— Selected excerpt —
#####

OASIS Mailing List ArchivesView the OASIS mailing list archive below
or browse/search using MarkMail.

 


Help: OASIS Mailing Lists Help | MarkMail Help

office message

[Date Prev] | [Thread Prev] | [Thread Next] | [Date Next] -- [Date Index] | [Thread Index] | [List Home]


Subject: Re: [office] A few of specific examples]


Rob,

We already allow arbitrary extension by foreign elements and attributes 
and you offer no examples of actual "evil" use of them with ODF.

Moreover, careful readers will note that ODF 1.2 allows *arbitrary* 
extension by its new metadata mechanism.

Why? Well, because no standards committee, not even ours, can anticipate 
every need of every user. So from the very beginning ODF has allowed 
several mechanisms for arbitrary extension of the defined markup.

Florian on our last call, had a good use case for older ODF applications 
to process later ODF documents, whose new elements and atttibutes are 
"foreign" to them.

BTW, ODF and markup technologies are *not* religious issues and so 
differences in markup choices are not "evil." I already have a religion, 
one that has existed a good bit longer than markup technologies and I am 
not in the market for a new one. I think it would help if we all simply 
try to do the best jobs we can and not view markup, including ODF, 
through lens of good versus evil.

#####

— Record set —
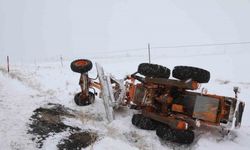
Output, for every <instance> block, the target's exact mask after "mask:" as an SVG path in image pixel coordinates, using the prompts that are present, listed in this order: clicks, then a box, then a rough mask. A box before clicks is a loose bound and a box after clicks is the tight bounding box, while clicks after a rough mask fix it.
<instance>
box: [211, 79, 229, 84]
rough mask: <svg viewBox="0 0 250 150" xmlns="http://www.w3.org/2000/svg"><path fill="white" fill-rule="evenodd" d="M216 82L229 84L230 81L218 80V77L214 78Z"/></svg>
mask: <svg viewBox="0 0 250 150" xmlns="http://www.w3.org/2000/svg"><path fill="white" fill-rule="evenodd" d="M215 81H216V82H218V83H219V84H229V83H230V82H231V81H229V80H220V79H216V80H215Z"/></svg>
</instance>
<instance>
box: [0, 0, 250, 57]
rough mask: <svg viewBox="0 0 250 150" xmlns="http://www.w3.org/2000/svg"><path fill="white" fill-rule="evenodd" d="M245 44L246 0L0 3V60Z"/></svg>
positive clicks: (12, 2)
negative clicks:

#####

— Problems to work on —
**a.** Do the following statements agree with the message on ODF extension? Answer yes or no for each and quote the words from the message that decide it. (i) ODF 1.2 allows arbitrary extension through its new metadata mechanism. (ii) Rob gave examples of actual "evil" use of foreign elements and attributes with ODF. (iii) On the last call, Florian described a use case in which newer ODF applications process older ODF documents.
**b.** Carry the message about ODF extension forward, beginning right after its final sentence.

— Task results —
**a.**
(i) Yes: "ODF 1.2 allows *arbitrary* extension by its new metadata mechanism."
(ii) No: "you offer no examples of actual "evil" use of them with ODF."
(iii) No: "a good use case for older ODF applications to process later ODF documents"

**b.**
Granted I have labored over ODF for years, both as a volunteer and more 
recently as a paid editor and I prefer its choices over other possible 
choices. That's understandable. What I refuse to do is to brand other 
choices as "evil" or somehow beyond the pale. If our choices are the 
better ones, and I certainly think they are, then we should be able to 
demonstrate that to others. Note I said demonstrate, not simply shout it 
at others. There is a difference.

And yes, yes, others may refuse to listen or persist in disagreeing. 
That is certainly their privilege. As I have pointed out in another 
context, listening should not be equated with agreement. I can listen 
quite attentively and still disagree in a civil manner.

Hope you are having a great day!

Patrick

robert_weir@us.ibm.com wrote:
> Some specific examples of how and why arbitrary proprietary extensions 
> are evil.
>
> Two common concerns with users is the need for privacy and security.  
> The issue of personally-identifying meta-data is increasingly in the 
> news. Some products, like Microsoft Office, have a built-in operation 
> that will remove such information from a Word document.  There are 
> also third-party application that will strip such metadata from a 
> document.
>
> So, suppose you want to write such an operation for an ODF document.. 
> What do you do?  Simple enough, look to meta.xml scrub extension 
> elements under <office:meta>, etc.  The places where metadata is 
> stored is deterministic.  The standard is clear where they are.  But 
> allow arbitrary extensions everywhere, and you have no idea where the 
> metadata is.  Your ability to write a generic tool like this is made 
> far more difficult.  You can't tell whether an extension contains 
> metadata, content, processing instructions, executable code, or whatever.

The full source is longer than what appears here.